-- start of Text segment --

In a surprising twist just hours before the start of the New Year when most major rules of Obamacare were set to take effect, Justice Sonia Sotomayor exempted two Catholic Church-affiliated nonprofits from having to provide contraceptive coverage to employees of face fines for non-compliance.

The Little Sisters of the Poor, a charity congregation of Roman Catholics in Denver, and the Illinois-based Christian Brothers Services, objected on moral and religious grounds and were excused from having to comply until Friday at least.

Sotomayor set that date as the deadline for the federal government to file a legal response.

The White House on Wednesday expressed support for the measure.

The justice’s action was narrowly applied but it could ultimately impact dozens of religious groups and businesses that have mounted legal challenges in recent months, depending on how the court ultimately handles the matter.

The contraception issue has been a major sticking point in the law, Obama’s signature diplomatic achievement, that overall has been the subject of enormous legal and political controversy.

-- end of Text segment --

● **Task details**:
Please name the two organizations that the news excerpt above says were excused from providing contraceptive coverage.

-- start of Records supplied --

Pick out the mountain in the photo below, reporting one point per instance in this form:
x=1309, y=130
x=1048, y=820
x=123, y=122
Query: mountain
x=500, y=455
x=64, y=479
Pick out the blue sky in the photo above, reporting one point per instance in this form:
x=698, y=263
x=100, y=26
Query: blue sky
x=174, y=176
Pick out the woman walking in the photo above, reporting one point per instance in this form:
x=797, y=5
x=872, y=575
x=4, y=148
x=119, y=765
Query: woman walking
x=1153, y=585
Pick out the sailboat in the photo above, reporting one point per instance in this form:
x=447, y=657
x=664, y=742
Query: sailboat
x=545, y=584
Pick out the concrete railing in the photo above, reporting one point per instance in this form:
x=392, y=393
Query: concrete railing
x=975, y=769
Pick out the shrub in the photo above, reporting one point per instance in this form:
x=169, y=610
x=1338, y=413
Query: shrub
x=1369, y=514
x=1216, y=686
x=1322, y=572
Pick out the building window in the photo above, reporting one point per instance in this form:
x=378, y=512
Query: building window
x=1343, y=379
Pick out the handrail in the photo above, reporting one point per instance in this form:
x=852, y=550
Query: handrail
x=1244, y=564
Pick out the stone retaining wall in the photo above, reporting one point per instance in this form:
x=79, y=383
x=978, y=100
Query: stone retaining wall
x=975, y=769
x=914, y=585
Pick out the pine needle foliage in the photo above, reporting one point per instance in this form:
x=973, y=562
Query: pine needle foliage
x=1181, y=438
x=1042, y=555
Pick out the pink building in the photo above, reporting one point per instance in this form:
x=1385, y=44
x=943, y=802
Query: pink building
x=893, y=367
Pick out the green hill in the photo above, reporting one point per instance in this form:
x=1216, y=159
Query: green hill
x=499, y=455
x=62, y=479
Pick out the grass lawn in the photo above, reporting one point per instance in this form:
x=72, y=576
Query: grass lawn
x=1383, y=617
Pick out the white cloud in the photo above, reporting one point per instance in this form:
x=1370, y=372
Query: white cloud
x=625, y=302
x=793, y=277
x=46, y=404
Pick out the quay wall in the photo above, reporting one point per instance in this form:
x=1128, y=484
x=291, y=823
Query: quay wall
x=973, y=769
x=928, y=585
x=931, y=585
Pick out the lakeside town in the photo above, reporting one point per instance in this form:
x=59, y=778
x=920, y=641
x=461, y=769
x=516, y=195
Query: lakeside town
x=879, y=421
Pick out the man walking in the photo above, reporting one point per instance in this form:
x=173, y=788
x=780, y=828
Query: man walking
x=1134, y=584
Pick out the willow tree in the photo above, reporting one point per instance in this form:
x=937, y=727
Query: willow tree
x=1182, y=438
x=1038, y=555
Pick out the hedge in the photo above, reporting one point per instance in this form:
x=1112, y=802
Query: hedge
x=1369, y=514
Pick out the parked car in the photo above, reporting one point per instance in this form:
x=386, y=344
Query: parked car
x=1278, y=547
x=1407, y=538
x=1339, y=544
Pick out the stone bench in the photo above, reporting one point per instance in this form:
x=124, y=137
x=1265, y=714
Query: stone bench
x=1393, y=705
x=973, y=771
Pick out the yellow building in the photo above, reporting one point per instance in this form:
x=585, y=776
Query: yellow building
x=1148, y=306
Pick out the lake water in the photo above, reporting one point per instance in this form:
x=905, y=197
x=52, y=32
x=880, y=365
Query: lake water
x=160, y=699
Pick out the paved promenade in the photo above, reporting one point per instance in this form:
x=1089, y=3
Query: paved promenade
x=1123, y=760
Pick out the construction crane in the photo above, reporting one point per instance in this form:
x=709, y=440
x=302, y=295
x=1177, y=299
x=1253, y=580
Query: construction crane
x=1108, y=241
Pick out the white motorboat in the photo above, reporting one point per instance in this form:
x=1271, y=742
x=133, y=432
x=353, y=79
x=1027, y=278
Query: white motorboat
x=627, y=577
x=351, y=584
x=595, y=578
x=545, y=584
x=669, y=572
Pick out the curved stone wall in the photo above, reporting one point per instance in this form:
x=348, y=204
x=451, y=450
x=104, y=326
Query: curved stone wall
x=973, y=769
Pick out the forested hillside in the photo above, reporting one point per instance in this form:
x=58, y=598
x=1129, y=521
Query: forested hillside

-- end of Records supplied --

● **Solved problem**:
The Little Sisters of the Poor and Christian Brothers Services.